* _THE TASKS_:
1. According to the blog excerpt, in what country was photographer William A. Fermann born?
2. Write out everything in the blog excerpt from "The bride's hair" down to "a small corsage.", swapping "bow" for "ribbon".

* Begin EXCERPTED TEXT *

Crossdoney is a village in County Cavan in Ireland - it is also the name of a railway station in County Cavan. I do not know where Crossdoney Cottage is located in Whitby, Ontario but I assume it was named after Crossdoney, Ireland. From the picture it seems a typical home with red brick, lace curtains in the windows, nice front porch and there even appears to be a grandmother sitting there waiting to welcome you!  I wish I knew the story behind this picture.

Source:  Wikipedia

Wednesday, August 22, 2012

Wedding Wednesday - Gibson Girl Wife & Husband with Crazy Hair!

This cabinet card of a newly married couple was most likely taken around 1900.  I am surmising this by the wicker chair and the woman's dress.  Also factoring into my date is the graphite like makeup of the card itself.

The photographer appears to be Orville B. Bates, born in Illinois in Feb 1853 to A. B. and Sophia Bates.  In 1881 he married Mary (unknown) and they had three children according to the 1900 Hampton, Franklin, Iowa census, Mildred aged 19, Milton 16 and Letha 12.  Iowa cemetery records show Orville Bates dying in 1927 and buried in Hampton Cemetery.

The bride's hair in this photograph is rather curly and she is wearing it in the popular style of the times, the Gibson Girl look.  She is quite trim and looks lovely in a dress that is somewhat simple except for the unusual rouching down the front of the bodice and the large bow at the waist.  She does not appear to be wearing any jewelry except I believe I can see a wedding ring.  She is also wearing a small corsage.

The groom, while quite attractive, has the most unusual, if not bizarre hairstyle.  I'm not sure how to even describe it - it is parted to the side but appears to have life of its own.  I think he needed some Brylcreem!

Friday, August 17, 2012

Fashionable Friday - Young Civil War Era Woman from Milwaukee, WI

This week's Fashionable Friday photograph features a CDV (Carte de Visite) from 1864 -1866 taken in Milwaukee, WI by photographer A. Marquis, Jr.  

The subject is identified as "Louisa" and unfortunately there is no last name given.  She appears to be in her teens and is seated in a chair leaning on a table.  She is wearing a dress with long sleeves, fitted at the waist with a belt and it has an unusual soutache like trim complete with a tie at the neck.  Miss Louisa is quite sweet and fashionable indeed!

I had very little luck finding information on the photographer.  I did find the below in the Milwaukee 1861 City Directory and again in the 1878 Directory, but found no mention of him (or her) in the cencus.  I had no luck Googling him as well.  The revenue stamp on the reverse gives us the date of 1864 - 1866.

Milawaukee City Directory 1861

Wednesday, August 15, 2012

Wedding Wednesday - Stoughton, Wisconsin Couple

This cabinet card of an attractive, unidentified couple was taken by photographer W. A.Fermann of Stoughton, Wisconsin. I'm assuming this is a wedding photo due to the white corsage/boutonniere the couple are each wearing.  The bride's dark colored dress was not unusual as it was practical and could be reused.

The photographer's full name was William A. Fermann, born in Norway in August of 1839. He emmigrated to the United States in 1867, was married in 1870 to Elise (Unknown). In the 1900 Stoughton, Ward 2, Dane County census, he and his wife were living with a son, William Ebert aged 14.  The elder William listed his occupation as photographer. I believe Fermann must have had a lengthy and prosperous photography career in Stoughton as I got many hits when I Googled him.

* End EXCERPTED TEXT *
* Begin LISTED ENTRIES *

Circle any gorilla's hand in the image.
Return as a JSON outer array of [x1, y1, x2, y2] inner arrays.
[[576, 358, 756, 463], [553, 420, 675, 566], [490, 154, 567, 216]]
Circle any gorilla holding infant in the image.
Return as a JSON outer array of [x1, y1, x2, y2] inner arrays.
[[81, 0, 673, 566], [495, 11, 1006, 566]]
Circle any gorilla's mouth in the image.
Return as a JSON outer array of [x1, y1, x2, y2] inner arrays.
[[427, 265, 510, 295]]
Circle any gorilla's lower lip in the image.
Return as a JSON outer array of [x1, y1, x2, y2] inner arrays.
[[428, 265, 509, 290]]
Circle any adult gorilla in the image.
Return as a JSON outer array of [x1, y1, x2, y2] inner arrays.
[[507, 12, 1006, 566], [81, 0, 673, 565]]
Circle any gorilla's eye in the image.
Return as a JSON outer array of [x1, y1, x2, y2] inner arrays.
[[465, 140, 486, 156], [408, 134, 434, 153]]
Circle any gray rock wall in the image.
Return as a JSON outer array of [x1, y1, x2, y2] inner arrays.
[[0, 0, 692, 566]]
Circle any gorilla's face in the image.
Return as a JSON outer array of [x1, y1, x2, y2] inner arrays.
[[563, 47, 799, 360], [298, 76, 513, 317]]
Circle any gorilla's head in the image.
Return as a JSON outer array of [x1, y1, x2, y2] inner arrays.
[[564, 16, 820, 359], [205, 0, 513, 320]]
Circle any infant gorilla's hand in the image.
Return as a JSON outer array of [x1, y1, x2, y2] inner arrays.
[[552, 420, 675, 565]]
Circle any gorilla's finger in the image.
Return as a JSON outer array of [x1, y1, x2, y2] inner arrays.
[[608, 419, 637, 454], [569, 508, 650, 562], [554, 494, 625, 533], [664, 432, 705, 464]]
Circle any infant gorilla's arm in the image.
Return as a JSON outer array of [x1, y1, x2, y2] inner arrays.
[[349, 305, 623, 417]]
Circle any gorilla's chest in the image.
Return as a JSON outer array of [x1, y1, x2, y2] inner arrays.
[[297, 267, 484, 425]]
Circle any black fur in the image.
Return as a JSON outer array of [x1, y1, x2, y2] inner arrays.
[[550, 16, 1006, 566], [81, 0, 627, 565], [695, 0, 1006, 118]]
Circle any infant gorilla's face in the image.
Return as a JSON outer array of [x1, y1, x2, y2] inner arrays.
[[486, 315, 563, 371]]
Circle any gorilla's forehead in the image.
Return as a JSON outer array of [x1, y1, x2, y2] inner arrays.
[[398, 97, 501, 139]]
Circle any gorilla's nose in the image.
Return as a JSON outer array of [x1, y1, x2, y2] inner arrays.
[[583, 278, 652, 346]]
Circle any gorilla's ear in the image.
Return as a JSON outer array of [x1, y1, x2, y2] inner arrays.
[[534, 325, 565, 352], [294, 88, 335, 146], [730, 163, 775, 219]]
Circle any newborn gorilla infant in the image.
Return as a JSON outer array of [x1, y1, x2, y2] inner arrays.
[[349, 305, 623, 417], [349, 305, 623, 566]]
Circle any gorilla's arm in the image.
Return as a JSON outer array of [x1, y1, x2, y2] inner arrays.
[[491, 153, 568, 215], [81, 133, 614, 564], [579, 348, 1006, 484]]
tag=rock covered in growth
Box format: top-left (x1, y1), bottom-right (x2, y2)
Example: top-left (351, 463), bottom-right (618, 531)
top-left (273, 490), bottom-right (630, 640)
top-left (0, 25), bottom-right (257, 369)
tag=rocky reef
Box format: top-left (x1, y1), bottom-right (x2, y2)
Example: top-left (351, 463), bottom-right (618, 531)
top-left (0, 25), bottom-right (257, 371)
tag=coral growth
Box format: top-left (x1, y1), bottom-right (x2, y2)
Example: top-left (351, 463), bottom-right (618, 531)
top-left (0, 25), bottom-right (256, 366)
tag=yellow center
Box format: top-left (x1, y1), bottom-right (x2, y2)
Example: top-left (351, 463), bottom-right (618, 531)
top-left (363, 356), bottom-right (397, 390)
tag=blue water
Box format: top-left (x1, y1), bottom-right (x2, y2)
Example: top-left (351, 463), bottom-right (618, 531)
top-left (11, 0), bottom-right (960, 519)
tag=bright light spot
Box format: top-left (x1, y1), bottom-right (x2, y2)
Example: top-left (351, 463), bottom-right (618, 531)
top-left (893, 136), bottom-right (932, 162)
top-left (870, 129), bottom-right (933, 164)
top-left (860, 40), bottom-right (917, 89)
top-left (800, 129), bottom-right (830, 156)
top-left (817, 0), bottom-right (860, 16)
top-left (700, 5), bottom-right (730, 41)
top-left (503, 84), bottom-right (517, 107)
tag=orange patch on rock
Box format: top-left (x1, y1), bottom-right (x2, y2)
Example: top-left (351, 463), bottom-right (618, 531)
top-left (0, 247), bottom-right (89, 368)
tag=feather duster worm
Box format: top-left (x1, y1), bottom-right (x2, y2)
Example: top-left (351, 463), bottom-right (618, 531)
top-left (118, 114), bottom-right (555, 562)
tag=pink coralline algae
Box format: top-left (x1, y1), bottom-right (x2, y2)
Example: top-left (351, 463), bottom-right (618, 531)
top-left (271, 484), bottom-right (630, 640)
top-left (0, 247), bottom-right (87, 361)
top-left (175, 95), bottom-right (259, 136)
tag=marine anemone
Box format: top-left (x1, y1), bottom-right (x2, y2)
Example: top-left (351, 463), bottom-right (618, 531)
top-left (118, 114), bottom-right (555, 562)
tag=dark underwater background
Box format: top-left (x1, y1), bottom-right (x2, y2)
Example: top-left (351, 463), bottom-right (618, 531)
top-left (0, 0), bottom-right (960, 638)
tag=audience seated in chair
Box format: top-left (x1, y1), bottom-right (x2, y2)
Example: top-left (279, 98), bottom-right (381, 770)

* End LISTED ENTRIES *

* _WRITTEN RESPONSES_:
1. Norway

2.
The bride's hair in this photograph is rather curly and she is wearing it in the popular style of the times, the Gibson Girl look.  She is quite trim and looks lovely in a dress that is somewhat simple except for the unusual rouching down the front of the bodice and the large ribbon at the waist.  She does not appear to be wearing any jewelry except I believe I can see a wedding ring.  She is also wearing a small corsage.